Point localization data:

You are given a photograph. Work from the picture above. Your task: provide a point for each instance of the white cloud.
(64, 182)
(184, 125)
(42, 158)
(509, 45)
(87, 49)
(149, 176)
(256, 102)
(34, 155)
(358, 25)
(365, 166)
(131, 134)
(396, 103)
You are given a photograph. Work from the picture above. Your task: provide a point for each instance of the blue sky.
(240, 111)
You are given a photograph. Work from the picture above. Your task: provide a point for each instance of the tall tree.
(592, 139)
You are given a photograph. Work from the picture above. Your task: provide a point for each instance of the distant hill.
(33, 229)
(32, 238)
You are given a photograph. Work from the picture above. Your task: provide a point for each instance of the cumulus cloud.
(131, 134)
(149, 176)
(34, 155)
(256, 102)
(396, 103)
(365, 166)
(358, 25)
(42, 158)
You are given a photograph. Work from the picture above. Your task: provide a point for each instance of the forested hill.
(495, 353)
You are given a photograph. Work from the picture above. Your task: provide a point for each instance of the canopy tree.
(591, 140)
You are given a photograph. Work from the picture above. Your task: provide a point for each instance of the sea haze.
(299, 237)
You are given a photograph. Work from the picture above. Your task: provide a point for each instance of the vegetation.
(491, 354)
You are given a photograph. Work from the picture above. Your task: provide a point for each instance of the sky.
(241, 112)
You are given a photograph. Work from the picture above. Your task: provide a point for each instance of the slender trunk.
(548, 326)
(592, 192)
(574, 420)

Prompt:
The records above should be given again in full, exactly as written.

Worked solution:
You are given a photograph. Work from the picture above. Your task: provide a point for each instance of the white cloud.
(64, 182)
(184, 125)
(42, 158)
(509, 45)
(87, 49)
(149, 176)
(256, 102)
(34, 155)
(358, 25)
(365, 166)
(131, 134)
(396, 103)
You are given a photograph. Work from the picture above. Your task: provide a point for each instance of the blue sky.
(240, 111)
You are given a photograph. Work from the picture above. Your task: provide a point for each instance of the tall tree.
(592, 139)
You are given a photograph. Work from the picture above. Your task: provide a point for each instance of the distant hill.
(33, 229)
(32, 238)
You are given a photograph. Work from the picture above. Your task: provide a point for each instance of the cumulus cloud.
(131, 134)
(149, 176)
(34, 155)
(256, 102)
(396, 103)
(365, 166)
(358, 25)
(42, 158)
You are given a photograph. Work from the picture above. Your task: provide a point for each instance of the forested hill.
(495, 353)
You are given a photograph. Work from the picture above. Your task: provide a point for each instance of the canopy tree.
(591, 140)
You are given a photograph. Work from the picture above. Your task: provide a point for each instance of the sea haze.
(299, 237)
You are given a photograph. Work from the picture above. Your task: provide a point for each instance of the vegetation.
(491, 354)
You are given a photograph. Work from the picture above. Your task: provide a point for each instance of the sky.
(241, 112)
You are given a photograph. Work from the picture above. Your task: provide a point for each instance of the slender trunk.
(548, 326)
(592, 192)
(574, 420)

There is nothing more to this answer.